-- Start of Records shown --
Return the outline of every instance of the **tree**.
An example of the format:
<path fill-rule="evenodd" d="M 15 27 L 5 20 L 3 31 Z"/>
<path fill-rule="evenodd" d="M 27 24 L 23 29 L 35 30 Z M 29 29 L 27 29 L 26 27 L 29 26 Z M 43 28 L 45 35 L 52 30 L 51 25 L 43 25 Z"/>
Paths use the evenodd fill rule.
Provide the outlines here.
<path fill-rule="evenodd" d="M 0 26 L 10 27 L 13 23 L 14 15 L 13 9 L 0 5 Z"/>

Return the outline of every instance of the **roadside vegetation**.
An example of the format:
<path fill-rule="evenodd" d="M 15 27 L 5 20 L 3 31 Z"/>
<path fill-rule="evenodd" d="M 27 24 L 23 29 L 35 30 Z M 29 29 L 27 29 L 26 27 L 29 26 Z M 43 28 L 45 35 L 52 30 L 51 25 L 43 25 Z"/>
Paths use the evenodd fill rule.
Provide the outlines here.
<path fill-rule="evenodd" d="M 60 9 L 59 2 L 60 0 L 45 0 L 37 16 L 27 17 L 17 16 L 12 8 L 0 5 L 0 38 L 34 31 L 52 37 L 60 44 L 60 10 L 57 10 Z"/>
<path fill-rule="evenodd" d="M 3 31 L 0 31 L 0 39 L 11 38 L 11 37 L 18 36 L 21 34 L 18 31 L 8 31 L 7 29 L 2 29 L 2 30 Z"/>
-- End of Records shown --
◆ Written task ◆
Arrange the data above as a CSV with two columns, request and response. Give each text and its answer one row, with each placed in a single quoted field and all line breaks replaced by spaces.

◆ Exercise answer ◆
request,response
"Return the outline of every instance of the **tree**. An example of the format: <path fill-rule=""evenodd"" d=""M 15 27 L 5 20 L 3 31 Z""/> <path fill-rule=""evenodd"" d=""M 27 24 L 23 29 L 35 30 Z M 29 29 L 27 29 L 26 27 L 29 26 Z M 43 28 L 45 35 L 52 30 L 51 25 L 43 25 Z""/> Paths use the evenodd fill rule. Provide the outlines here.","<path fill-rule=""evenodd"" d=""M 0 26 L 10 27 L 13 23 L 14 15 L 13 9 L 0 5 Z""/>"
"Return the outline of every instance of the **roadside vegetation**. An example of the format: <path fill-rule=""evenodd"" d=""M 15 27 L 5 20 L 3 31 Z""/> <path fill-rule=""evenodd"" d=""M 27 24 L 23 29 L 35 30 Z M 29 29 L 27 29 L 26 27 L 29 26 Z M 43 28 L 45 35 L 52 30 L 51 25 L 43 25 Z""/> Paths use the evenodd fill rule. Provide the outlines here.","<path fill-rule=""evenodd"" d=""M 60 9 L 59 2 L 60 0 L 45 0 L 37 16 L 27 17 L 17 16 L 12 8 L 0 5 L 0 38 L 34 31 L 52 37 L 60 44 L 60 10 L 57 10 Z""/> <path fill-rule=""evenodd"" d=""M 3 31 L 0 31 L 0 39 L 11 38 L 11 37 L 18 36 L 21 34 L 18 31 L 8 31 L 7 29 L 2 29 L 2 30 Z""/>"